*Extracted material:*
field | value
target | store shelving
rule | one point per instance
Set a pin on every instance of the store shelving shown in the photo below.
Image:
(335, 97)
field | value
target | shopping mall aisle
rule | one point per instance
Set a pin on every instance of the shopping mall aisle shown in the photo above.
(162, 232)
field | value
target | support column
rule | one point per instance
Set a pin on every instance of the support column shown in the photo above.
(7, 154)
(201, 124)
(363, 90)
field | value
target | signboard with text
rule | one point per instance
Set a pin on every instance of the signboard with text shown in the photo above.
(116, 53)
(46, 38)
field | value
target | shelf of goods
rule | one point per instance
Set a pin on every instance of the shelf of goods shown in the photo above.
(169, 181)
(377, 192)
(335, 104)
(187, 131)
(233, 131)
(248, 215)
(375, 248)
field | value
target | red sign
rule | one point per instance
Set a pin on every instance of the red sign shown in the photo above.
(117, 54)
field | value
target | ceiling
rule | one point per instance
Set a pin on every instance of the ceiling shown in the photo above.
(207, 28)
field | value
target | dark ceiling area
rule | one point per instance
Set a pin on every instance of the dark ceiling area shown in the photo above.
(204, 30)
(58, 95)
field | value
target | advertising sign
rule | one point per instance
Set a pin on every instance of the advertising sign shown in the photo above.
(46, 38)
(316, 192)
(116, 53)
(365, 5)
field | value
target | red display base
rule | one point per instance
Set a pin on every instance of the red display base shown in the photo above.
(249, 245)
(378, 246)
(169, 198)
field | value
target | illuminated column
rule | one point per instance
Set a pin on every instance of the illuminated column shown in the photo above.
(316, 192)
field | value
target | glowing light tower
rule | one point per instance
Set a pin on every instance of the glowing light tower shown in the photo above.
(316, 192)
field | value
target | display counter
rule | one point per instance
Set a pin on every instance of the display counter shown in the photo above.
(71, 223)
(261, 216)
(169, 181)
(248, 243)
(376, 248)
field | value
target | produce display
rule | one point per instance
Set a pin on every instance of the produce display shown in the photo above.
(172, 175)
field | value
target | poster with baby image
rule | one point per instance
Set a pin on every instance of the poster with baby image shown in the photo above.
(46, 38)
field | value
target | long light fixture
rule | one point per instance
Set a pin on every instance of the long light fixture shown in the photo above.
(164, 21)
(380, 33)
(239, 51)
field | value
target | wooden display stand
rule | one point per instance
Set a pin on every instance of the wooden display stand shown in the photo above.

*Your task:* Return all of the data precisely as it appears.

*Result of this task:*
field | value
target | store shelving
rule | one point per instance
Set a pin on every instance of the store shelving shown in the photo below.
Image:
(335, 97)
field | value
target | shopping mall aisle
rule | one point per instance
Set a pin on every instance of the shopping mall aisle shown in the photo above.
(162, 232)
field | value
target | support column
rule | one point per instance
Set a pin on every instance of the support column shown in the photo above.
(7, 154)
(201, 124)
(363, 90)
field | value
target | signboard with text
rule | one point per instance
Set a pin on every instance of the signboard with text shown in the photo above.
(116, 53)
(46, 38)
field | value
target | shelf of goods
rule | one point per instance
Set a pin on every instance of the shelf of goods shown in the photo above.
(169, 181)
(377, 192)
(335, 104)
(187, 131)
(233, 131)
(248, 215)
(375, 248)
field | value
target | red sign
rule | one point per instance
Set a pin on every instance of the red sign shown in the photo above.
(117, 54)
field | value
target | ceiling
rule | one point per instance
Set a pin on every instance of the ceiling shown in the photo above.
(207, 28)
field | value
target | dark ceiling area
rule | one point per instance
Set a pin on every instance of the dark ceiling area shown in the photo above.
(204, 30)
(58, 95)
field | value
target | advertising sign
rule | one point per instance
Set a pin on every instance of the advertising sign shown in the photo above.
(46, 38)
(316, 192)
(116, 53)
(365, 5)
field | value
target | red display base
rule | one point per instance
Set a pin on every instance of the red display base shown in the photo above.
(249, 245)
(378, 246)
(169, 198)
field | value
target | illuminated column
rule | one point per instance
Set a pin on every instance of the illuminated column shown in the photo above.
(316, 192)
field | value
target | glowing light tower
rule | one point per instance
Set a pin on every instance of the glowing light tower shown in the photo above.
(316, 192)
field | value
target | display counter
rule | one point per instance
Set a pin on every instance of the display counter shown in the photo above.
(71, 223)
(261, 216)
(169, 181)
(248, 243)
(376, 248)
field | value
target | produce display
rule | one point per instance
Set a pin on every instance of the produce display shown in the photo above.
(172, 175)
field | value
target | poster with baby image
rule | one point per instance
Set a pin on every instance of the poster with baby image shown in the photo above.
(46, 38)
field | value
target | long light fixture
rule | one point per instance
Set a pin on every instance of the long light fixture shown in the photo above.
(164, 21)
(380, 33)
(239, 51)
field | value
target | wooden display stand
rule | one point per instance
Set a pin on every instance of the wooden display stand shown in the photo above.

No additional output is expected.